● SET TASKS:
**1)** Translate this sentence from the passage on bartering talent into Spanish: "Most of us hear the word "barter" and we think of the past."
**2)** Using the passage on bartering talent, answer each question briefly:
(a) In which community did the writer's earlier home business have its roots?
(b) What did the writer trade for products from a salesperson?
(c) What thread ties military spouses together?
**3)** Write the next part of the passage on bartering talent, picking up after its final sentence.

● GIVEN PASSAGE:
•••

The home business I ran before I ran Army Wife Network had roots in a very strong community — the work at home mom (WAHM) community. The WAHM community is something most military spouses would relate to as it is much like the military spouse community. It's a strong group of like-minded individuals from all over the world, strung together by a common thread. As a WAHM that thread is working from home. As military spouses, it is our commitment and service to our service member, country, and family.
There are some observations I have made with my opportunity of being a part of both of these communities. First and foremost, these communities have quite an overlap. Perhaps it is because both communities possess individuals who are highly motivated, intelligent, talented, and typically untraditional in their income producing activities.
One thing I saw prevalent in the WAHM community was a trade — or barter if you will — of talent and services. Most of us hear the word "barter" and we think of the past. Days when you'd bring in a deer to a local market and trade its meat for vegetables or staples. Most people don't think about bartering their cake baking talent for house painting or in my case, trading advertising on my website for products from a salesperson. We should. It's a great way to add value to our lives and our bank accounts, share our passions/talents and products, all while serving others.

•••

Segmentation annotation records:

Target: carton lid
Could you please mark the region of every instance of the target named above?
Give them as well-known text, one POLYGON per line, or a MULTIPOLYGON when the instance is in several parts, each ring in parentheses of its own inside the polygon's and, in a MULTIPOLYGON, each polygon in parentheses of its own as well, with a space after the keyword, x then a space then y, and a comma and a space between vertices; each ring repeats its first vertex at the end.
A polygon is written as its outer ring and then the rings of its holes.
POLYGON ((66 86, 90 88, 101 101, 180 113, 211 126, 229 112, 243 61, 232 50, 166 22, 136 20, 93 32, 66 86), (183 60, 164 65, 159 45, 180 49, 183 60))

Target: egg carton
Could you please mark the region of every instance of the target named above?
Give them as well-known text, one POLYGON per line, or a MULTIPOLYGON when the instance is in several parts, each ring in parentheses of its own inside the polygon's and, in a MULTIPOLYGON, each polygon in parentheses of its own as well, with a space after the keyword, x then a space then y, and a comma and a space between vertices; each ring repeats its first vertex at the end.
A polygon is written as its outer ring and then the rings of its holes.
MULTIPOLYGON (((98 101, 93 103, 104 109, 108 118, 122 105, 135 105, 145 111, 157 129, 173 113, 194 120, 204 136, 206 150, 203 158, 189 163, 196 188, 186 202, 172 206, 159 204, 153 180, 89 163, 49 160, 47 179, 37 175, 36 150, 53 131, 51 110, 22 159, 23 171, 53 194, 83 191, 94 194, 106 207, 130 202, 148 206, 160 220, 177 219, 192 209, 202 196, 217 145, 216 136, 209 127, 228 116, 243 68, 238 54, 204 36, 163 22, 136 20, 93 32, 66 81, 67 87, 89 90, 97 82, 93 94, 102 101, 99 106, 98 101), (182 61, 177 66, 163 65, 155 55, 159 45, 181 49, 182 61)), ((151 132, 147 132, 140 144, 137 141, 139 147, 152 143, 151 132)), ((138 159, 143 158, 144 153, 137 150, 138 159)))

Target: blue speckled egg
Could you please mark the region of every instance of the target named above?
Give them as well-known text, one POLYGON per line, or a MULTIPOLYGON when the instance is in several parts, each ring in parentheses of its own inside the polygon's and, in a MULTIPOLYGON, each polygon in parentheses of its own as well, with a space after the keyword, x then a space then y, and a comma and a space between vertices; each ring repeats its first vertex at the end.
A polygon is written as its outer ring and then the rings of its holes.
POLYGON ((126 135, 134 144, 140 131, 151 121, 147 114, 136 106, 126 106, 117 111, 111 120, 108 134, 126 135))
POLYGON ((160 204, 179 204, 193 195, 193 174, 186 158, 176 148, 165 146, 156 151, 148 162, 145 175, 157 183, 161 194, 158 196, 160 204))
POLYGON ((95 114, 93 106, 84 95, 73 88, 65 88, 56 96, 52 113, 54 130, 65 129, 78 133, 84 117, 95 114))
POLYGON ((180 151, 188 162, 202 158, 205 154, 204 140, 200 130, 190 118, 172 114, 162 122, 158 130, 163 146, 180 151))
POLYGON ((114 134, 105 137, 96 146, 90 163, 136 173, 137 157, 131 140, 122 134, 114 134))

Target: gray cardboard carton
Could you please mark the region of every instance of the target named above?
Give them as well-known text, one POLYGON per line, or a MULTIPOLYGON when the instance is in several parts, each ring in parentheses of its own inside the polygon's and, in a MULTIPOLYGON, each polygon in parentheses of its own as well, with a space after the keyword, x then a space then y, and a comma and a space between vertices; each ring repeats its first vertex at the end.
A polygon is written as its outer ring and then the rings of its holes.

•••

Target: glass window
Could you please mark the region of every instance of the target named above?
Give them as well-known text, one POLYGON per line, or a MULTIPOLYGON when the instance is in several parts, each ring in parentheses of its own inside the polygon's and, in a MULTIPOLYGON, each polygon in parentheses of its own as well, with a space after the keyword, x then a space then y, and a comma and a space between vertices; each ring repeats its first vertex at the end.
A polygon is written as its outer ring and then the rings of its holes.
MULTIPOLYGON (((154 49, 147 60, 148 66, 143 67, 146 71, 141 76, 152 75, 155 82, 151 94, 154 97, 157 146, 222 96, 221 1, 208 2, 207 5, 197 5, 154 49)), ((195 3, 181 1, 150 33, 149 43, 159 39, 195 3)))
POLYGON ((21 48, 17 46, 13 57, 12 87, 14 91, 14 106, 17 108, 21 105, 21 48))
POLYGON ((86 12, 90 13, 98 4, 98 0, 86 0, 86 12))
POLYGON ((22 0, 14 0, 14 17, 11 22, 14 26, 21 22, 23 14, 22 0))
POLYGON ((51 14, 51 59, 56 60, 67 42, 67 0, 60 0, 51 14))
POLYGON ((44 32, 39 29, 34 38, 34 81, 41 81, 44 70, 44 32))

•••

● ANSWER SET:
**1)** La mayoría de nosotros oímos la palabra «trueque» y pensamos en el pasado.

**2)**
(a) The work at home mom (WAHM) community.
(b) Advertising on the writer's website.
(c) Their commitment and service to their service member, country, and family.

**3)**
Here's an example: I have some unsold advertising space available on a website. I trade that ad space for products that I can utilize in my home. Normally I would have had to pay full price for those products. Good for me. Unsold space yields product. The product salesperson who traded with me stands to gain exposure for their business at a significant discount. How? They paid for the space in retail price of product that they had purchased wholesale or product that has gone unsold. Good for them. Unsold product or wholesale product yields advertising.
Just recently I was reading an article about a new take on barter systems — they call them "time banks". Cities are working in co-ops of people who have talent or services that they could offer in return for the talents and services of others. It's a "pay it forward" concept but when you pay, you pay in time and you get something in return.
DCTimeBank.org says, "At its most basic level, time banking is simply about spending an hour doing something for someone else in your community. That hour goes into the time bank as a time bank hour. Then, you have a Time Bank Hour to redeem by having someone else do something for you. It's a simple idea, but it has powerful ripple effects in building community connections."
The most interesting thing I found in a formalized bartering system like a time bank is that it doesn't have to be a trade between two people/businesses. It is effectively with many members of the bank. Who you give to doesn't have to be who you receive from.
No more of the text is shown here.